[WORKING DATA Boundary: Start]

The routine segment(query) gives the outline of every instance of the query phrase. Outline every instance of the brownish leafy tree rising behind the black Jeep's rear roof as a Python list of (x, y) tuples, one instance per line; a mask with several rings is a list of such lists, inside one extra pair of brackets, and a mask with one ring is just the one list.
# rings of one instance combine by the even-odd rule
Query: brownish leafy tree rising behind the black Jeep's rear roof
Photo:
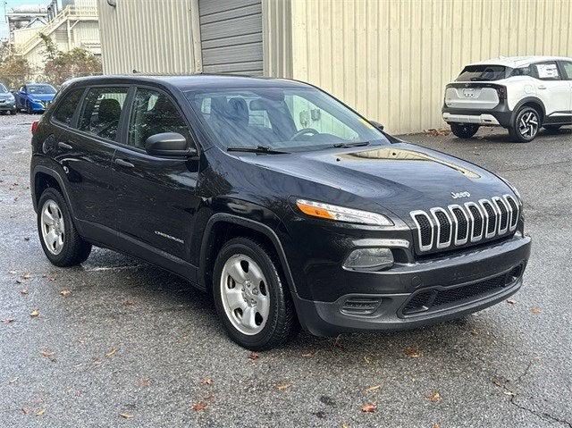
[[(48, 51), (49, 55), (49, 51)], [(59, 86), (65, 80), (81, 76), (94, 76), (103, 71), (101, 61), (86, 49), (76, 47), (69, 52), (55, 51), (44, 67), (46, 80)]]

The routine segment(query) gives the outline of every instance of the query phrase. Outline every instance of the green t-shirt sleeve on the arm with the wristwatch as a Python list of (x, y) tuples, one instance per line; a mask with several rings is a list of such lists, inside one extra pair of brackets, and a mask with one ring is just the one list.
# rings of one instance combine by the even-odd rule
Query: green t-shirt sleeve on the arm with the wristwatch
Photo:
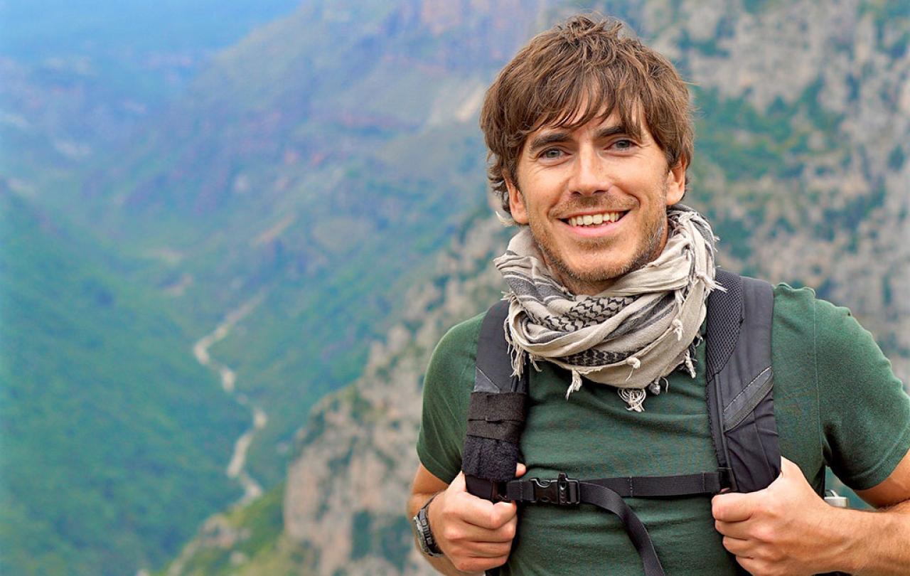
[(446, 482), (461, 470), (481, 319), (471, 318), (440, 339), (423, 380), (417, 455), (424, 468)]

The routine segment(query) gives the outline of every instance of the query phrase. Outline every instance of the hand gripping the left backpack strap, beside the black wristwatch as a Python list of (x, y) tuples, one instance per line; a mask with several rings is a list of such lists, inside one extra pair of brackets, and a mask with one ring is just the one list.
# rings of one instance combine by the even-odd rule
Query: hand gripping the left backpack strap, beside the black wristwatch
[[(525, 472), (519, 464), (515, 476)], [(501, 566), (509, 559), (518, 527), (515, 502), (490, 502), (471, 494), (459, 472), (449, 488), (430, 502), (430, 528), (452, 565), (466, 572)]]

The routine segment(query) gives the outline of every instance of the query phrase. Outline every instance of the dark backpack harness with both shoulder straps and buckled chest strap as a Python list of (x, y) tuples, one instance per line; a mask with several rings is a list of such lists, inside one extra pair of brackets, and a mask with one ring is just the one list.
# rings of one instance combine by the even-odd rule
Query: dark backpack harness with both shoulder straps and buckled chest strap
[[(623, 498), (713, 495), (766, 488), (780, 474), (774, 419), (771, 321), (773, 288), (763, 280), (718, 269), (726, 291), (708, 297), (705, 334), (706, 401), (717, 470), (675, 476), (576, 480), (515, 480), (528, 406), (528, 374), (513, 377), (501, 300), (480, 327), (474, 389), (461, 468), (467, 490), (486, 500), (592, 504), (615, 514), (642, 558), (646, 576), (663, 576), (647, 529)], [(488, 571), (496, 573), (498, 571)]]

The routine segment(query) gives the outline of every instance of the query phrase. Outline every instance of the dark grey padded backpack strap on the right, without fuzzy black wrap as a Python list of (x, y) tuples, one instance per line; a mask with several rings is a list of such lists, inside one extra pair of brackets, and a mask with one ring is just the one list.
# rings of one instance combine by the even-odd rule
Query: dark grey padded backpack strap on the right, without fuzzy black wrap
[(774, 419), (771, 321), (773, 288), (717, 270), (726, 291), (708, 297), (707, 400), (714, 450), (733, 490), (767, 487), (780, 474)]

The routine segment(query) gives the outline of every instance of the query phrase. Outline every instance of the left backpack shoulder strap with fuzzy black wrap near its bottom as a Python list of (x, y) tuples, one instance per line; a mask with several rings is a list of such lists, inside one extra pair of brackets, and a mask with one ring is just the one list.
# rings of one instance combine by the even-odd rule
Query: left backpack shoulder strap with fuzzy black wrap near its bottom
[(461, 452), (468, 491), (487, 500), (505, 497), (502, 482), (515, 478), (519, 442), (528, 409), (528, 370), (512, 376), (503, 325), (509, 302), (494, 304), (480, 325), (474, 391)]

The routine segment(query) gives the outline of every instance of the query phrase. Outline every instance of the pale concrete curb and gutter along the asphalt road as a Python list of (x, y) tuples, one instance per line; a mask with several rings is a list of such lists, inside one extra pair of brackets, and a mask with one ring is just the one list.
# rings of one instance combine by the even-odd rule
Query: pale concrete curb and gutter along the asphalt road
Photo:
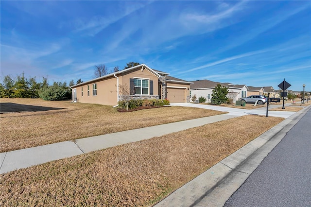
[(173, 191), (155, 204), (155, 207), (223, 207), (230, 196), (240, 188), (310, 107), (311, 105), (301, 109), (255, 138), (206, 172)]

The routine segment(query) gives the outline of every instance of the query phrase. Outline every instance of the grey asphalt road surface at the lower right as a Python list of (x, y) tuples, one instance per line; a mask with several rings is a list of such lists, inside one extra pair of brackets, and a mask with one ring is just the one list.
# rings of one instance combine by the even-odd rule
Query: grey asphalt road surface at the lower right
[(225, 207), (311, 207), (311, 109)]

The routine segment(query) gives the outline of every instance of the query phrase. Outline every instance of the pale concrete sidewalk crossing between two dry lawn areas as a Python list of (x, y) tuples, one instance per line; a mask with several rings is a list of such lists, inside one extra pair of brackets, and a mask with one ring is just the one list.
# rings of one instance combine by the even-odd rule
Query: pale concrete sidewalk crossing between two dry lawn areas
[[(240, 116), (242, 115), (244, 114), (241, 113)], [(7, 173), (21, 168), (46, 163), (52, 160), (81, 155), (143, 139), (160, 137), (173, 132), (217, 121), (223, 121), (234, 117), (237, 116), (230, 113), (222, 114), (5, 152), (0, 154), (0, 173)]]

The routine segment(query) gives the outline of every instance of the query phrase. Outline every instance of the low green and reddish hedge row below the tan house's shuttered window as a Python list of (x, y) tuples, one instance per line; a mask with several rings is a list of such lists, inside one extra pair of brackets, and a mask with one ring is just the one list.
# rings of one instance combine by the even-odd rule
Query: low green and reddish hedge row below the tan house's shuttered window
[(128, 110), (135, 109), (140, 106), (152, 107), (152, 106), (163, 106), (168, 104), (170, 104), (169, 100), (157, 100), (157, 99), (131, 99), (127, 101), (122, 100), (118, 102), (119, 108), (127, 108), (128, 105)]

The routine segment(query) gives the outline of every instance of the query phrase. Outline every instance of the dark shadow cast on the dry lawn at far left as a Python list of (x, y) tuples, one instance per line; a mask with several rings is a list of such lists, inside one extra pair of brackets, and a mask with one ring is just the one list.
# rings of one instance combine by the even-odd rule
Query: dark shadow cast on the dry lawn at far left
[(0, 103), (0, 114), (19, 113), (19, 112), (50, 111), (50, 110), (59, 110), (59, 109), (64, 109), (64, 108), (54, 108), (54, 107), (14, 104), (14, 103)]

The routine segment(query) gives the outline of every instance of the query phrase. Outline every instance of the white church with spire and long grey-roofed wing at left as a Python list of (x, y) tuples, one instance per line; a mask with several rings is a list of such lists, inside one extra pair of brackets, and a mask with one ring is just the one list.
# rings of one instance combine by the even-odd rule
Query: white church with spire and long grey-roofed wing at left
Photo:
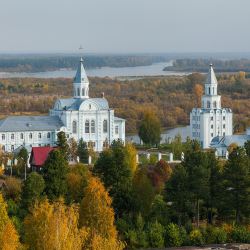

[WORKING DATA Boundary: End]

**AIM OF THE TASK**
Take every line from the records above that has the word "behind" and copy it.

**RESULT**
The routine segment(query) gives the outline of every instance of the query phrase. Outline every instance of the brownish leafy tree rising behind the black Jeep's rear roof as a Python list of (x, y) tuples, one instance per line; a mask with several rings is a list of such lists, inside one extra pair of brackets, and a mask with one ring is just the one list.
Query: brownish leafy tree rising behind the black Jeep's rear roof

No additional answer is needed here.